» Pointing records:
---------------
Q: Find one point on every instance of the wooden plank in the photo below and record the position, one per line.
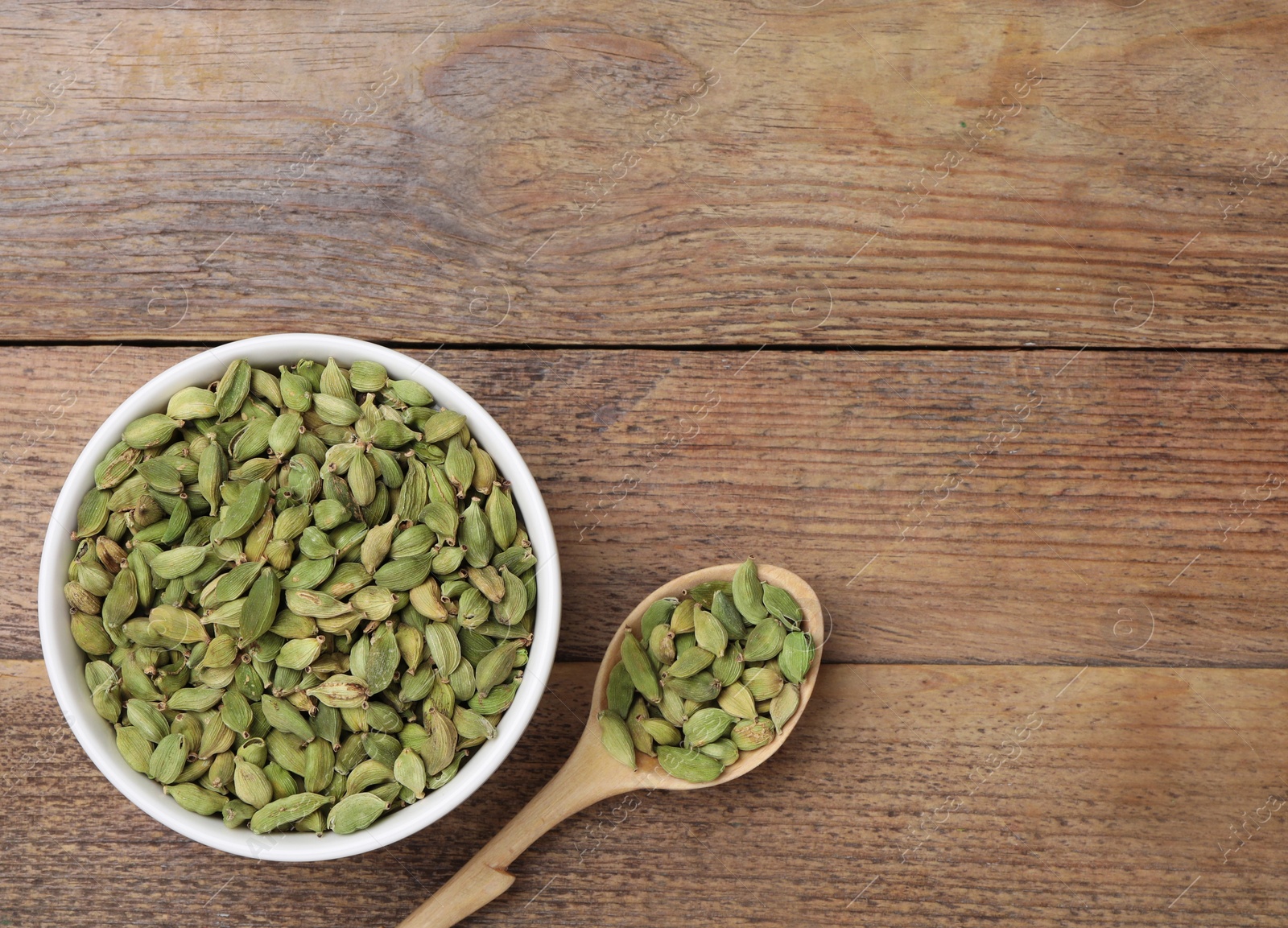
(892, 805)
(1088, 173)
(1126, 519)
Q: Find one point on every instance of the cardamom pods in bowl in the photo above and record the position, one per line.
(287, 597)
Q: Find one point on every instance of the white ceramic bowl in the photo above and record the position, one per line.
(66, 663)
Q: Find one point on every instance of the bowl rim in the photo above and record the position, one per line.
(64, 662)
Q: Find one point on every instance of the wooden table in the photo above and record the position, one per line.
(987, 307)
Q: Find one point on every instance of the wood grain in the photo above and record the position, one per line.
(772, 171)
(1121, 793)
(1126, 519)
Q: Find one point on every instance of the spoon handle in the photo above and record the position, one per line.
(584, 780)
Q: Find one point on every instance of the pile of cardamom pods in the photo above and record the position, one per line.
(304, 596)
(716, 674)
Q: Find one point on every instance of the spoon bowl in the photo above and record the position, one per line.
(590, 773)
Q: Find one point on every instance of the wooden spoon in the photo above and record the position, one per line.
(592, 775)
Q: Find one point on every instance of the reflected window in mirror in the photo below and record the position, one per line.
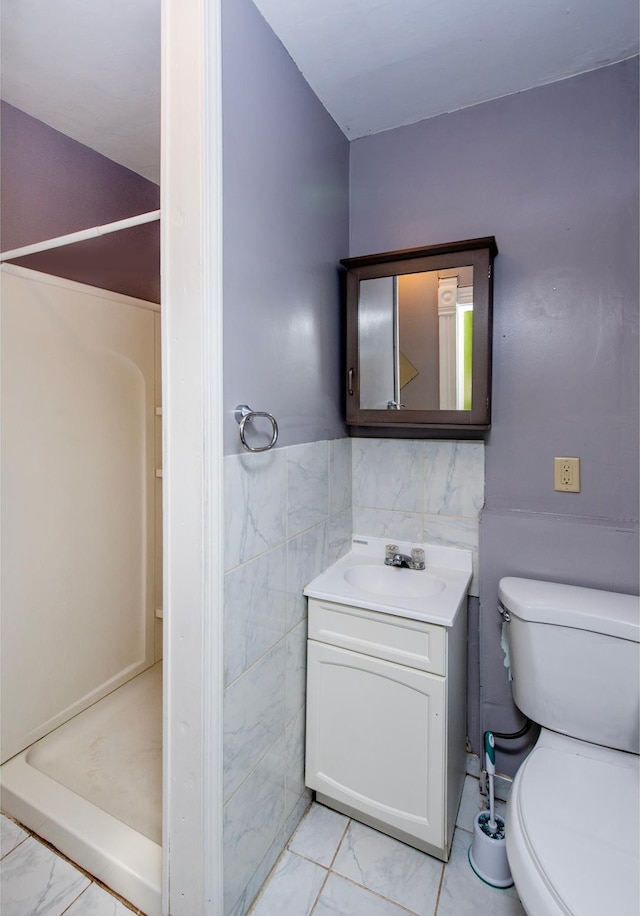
(419, 339)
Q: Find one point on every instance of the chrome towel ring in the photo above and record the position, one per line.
(244, 415)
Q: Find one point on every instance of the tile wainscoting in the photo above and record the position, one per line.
(290, 513)
(419, 490)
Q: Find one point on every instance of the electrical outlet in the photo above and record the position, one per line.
(566, 474)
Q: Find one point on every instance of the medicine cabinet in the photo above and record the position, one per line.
(418, 341)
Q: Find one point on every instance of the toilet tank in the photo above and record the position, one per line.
(575, 659)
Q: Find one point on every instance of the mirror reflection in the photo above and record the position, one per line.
(415, 339)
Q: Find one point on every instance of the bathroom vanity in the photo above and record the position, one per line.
(386, 687)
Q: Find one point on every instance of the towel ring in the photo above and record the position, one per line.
(244, 415)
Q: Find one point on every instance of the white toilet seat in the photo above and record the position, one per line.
(572, 830)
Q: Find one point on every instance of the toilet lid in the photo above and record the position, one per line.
(580, 820)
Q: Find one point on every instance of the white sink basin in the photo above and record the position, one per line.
(393, 581)
(361, 579)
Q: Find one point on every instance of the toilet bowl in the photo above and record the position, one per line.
(573, 814)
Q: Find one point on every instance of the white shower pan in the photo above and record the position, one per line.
(93, 789)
---------------
» Task instructions: Leave out the pictures and transcribe the entries above exactly.

» Correct result:
Q: Find one point on every instance of the wooden plank in the photo below and record the position, one per line.
(892, 805)
(1088, 173)
(1126, 519)
Q: Find one point on every instance of the cardamom pods in bowl in the photo above and record the position, one per line.
(287, 597)
Q: Find one point on every instance of the white ceramic bowl in the photo above and record the position, one per line.
(66, 663)
Q: Find one point on every instance of the bowl rim in the photo above and record the position, one per line.
(64, 662)
Q: Find one point on every instance of the wooden table in the photo above and record the position, one per line.
(987, 307)
Q: Find one point on every instance of the wood grain in the photo above and record the position, one per line.
(772, 171)
(1121, 793)
(1126, 519)
Q: Find one point on every instance of the spoon handle in the photo above and record the position, one per line.
(584, 780)
Q: Find one point on every instance of the pile of cardamom pods in the photo above and record the position, one per line.
(304, 596)
(716, 674)
Q: Find one point on every instance of the spoon bowl in the photo above and record the position, one per line.
(590, 773)
Q: Find one point on every instance of the wooden spoon in the photo above and record the position, one per line.
(592, 775)
Q: Find one point on every instance of the reflected window in mirror in the photo below and record the position, one per line.
(419, 339)
Q: Find one point on every instance of the chrome towel ring in the photo above and record the position, one per line.
(244, 415)
Q: Find one point on every instance of the tile wainscoting in the photo above and record the position, one per line.
(290, 513)
(419, 490)
Q: Find one point on every instance of the electrical outlet in the photo above and record the position, one per line.
(566, 474)
Q: Find one point on every instance of the medicine cabinet in the photo above and record the position, one per line.
(418, 341)
Q: Find one point on every instance of the toilet tank in the photo above and record the position, one per line.
(575, 659)
Q: Find one point on every instance of the mirror reflection in the photo above and record the position, one per line.
(415, 339)
Q: Find one point on every instance of the bathroom vanity in the photo above and record the position, one per line.
(386, 687)
Q: Find one point on every instance of the towel ring in the photo above and record the position, one per line.
(244, 415)
Q: Find one point on every instance of the white toilet seat in the photo above and record the position, one per line.
(572, 830)
Q: Find one point on every instance of the toilet lid in the photo above and record the position, one per line.
(580, 820)
Q: Find one point on every instance of the white sink basin in the photo above and record the position, one per line.
(393, 581)
(361, 579)
Q: Find one point on every instance of the toilet bowl in the photo above and record the position, one per line.
(573, 814)
Q: Find one point on every instance of the white shower pan in the photo above and record the position, one per line.
(93, 789)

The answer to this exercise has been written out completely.